Referring expression pointing data:
-- -- --
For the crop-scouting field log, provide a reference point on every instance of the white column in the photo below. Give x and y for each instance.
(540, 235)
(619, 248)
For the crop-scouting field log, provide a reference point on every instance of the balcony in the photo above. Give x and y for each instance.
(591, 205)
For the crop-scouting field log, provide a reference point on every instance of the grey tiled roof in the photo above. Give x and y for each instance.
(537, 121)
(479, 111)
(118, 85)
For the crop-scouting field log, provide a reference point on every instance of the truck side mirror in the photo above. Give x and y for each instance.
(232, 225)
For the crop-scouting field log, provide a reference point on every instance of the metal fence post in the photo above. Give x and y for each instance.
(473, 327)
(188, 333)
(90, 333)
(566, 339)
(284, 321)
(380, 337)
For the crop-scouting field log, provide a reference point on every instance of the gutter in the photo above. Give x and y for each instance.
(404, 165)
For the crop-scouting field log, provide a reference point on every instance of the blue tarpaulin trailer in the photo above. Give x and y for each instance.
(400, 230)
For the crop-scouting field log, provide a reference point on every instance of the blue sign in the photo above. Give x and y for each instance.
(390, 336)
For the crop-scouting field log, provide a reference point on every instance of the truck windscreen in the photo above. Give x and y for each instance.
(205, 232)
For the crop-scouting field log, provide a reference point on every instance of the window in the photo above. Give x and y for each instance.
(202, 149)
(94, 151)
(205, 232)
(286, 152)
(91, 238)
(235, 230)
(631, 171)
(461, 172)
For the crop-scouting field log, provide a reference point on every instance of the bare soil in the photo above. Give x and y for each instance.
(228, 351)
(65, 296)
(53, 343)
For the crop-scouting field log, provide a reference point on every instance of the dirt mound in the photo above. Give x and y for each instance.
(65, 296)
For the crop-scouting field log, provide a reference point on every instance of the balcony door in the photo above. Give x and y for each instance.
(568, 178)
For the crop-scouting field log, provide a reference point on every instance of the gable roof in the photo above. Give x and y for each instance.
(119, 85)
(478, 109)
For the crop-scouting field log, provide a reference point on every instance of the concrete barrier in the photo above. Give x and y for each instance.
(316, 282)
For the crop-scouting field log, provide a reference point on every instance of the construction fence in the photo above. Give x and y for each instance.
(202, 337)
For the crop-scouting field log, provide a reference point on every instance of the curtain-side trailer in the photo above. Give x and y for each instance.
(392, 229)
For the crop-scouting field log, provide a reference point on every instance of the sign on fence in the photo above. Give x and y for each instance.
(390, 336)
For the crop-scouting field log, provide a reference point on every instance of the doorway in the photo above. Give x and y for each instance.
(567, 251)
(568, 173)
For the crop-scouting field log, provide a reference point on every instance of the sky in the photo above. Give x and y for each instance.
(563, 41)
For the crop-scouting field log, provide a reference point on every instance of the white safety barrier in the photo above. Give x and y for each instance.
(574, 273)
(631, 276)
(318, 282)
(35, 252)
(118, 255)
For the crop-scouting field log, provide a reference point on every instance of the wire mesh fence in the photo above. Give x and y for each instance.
-- -- --
PROBLEM TO WORK ON: All of the entries above need to be retyped exactly.

TASK OUTPUT:
For the crop-scouting field log, provide a reference point on every instance of the white column in the photo below. Give x and y for each instance.
(540, 235)
(619, 248)
For the crop-scouting field log, provide a reference point on every instance of the balcony in the photo above. Give x and y for each instance.
(591, 205)
For the crop-scouting field log, provide a reference point on every instance of the grey tiled roof in the photo above. Give x and y for each instance.
(537, 121)
(479, 111)
(118, 85)
For the crop-scouting field log, provide a reference point on every instance of the truck side mirror in the photo above. Give x and y for each instance.
(232, 225)
For the crop-scouting field log, provide a reference point on every instance of the metal fence post in the photo above. Give x and y for each instance.
(473, 327)
(188, 333)
(90, 333)
(566, 339)
(284, 321)
(380, 337)
For the crop-scouting field log, provide a reference point on every instance of the gutter in the photo above. Give x and y for each instance.
(404, 165)
For the crop-scouting field log, provide a reference point on every instance of the blue tarpaulin trailer in the photo above. Give x and y for each instance.
(400, 230)
For the crop-scouting field log, provide a reference point on every instance of the blue sign in the photo above. Give x and y for each instance.
(390, 336)
For the crop-scouting field log, provide a reference point on every instance of the truck windscreen in the photo above. Give x and y for each instance.
(205, 232)
For the crop-scouting field log, provide a reference point on every instance of the window in the photo above. Give x and y for each instance.
(202, 149)
(94, 151)
(205, 232)
(286, 152)
(91, 238)
(235, 230)
(631, 171)
(461, 172)
For the crop-scouting field log, provide a reference point on every instance of the bare soil in the photo above. Give x and y for each instance.
(228, 351)
(65, 296)
(53, 343)
For the crop-scouting field log, provide a reference point on every instance of the dirt mound in the photo above. Give x and y for each instance.
(65, 296)
For the crop-scouting field log, provide a reference point on every instance of the balcony door in the photo above. Give x and y for each instance.
(568, 178)
For the crop-scouting field log, provide a reference point on every instance of the gable roof in the photo above. Give x and y for each instance.
(119, 85)
(478, 109)
For the crop-scouting field log, provide a reference point on every instance of the concrete barrier in the photo above. Give x and y for each instance.
(316, 282)
For the crop-scouting field log, provide a reference point on every instance of the construction fence in the photo above. Give x and y for each instance.
(202, 337)
For the crop-scouting field log, provide a reference point on every instance of the curtain-side trailer in the photo above. Give x and y for each instance.
(392, 229)
For the crop-scouting field log, provide a reference point on every instance of the sign on fence in the photo above. Give x and y for each instance.
(390, 336)
For the crop-scouting field log, provide a reference point on every instance of the doorway in the photo above. Give x and y for each instance.
(567, 251)
(568, 173)
For the crop-scouting field log, provide a reference point on every instance of the sky in the photo above. Give x and y for each instance.
(563, 41)
For the crop-scouting field log, provide a reference point on every instance of the white safety barrier in the photo above. Give x and y for each instance.
(574, 273)
(631, 276)
(318, 282)
(35, 252)
(118, 255)
For the crop-scouting field log, provide a reference point on every instance of the wire mesh fence in the photo above. Give x and y for each instance.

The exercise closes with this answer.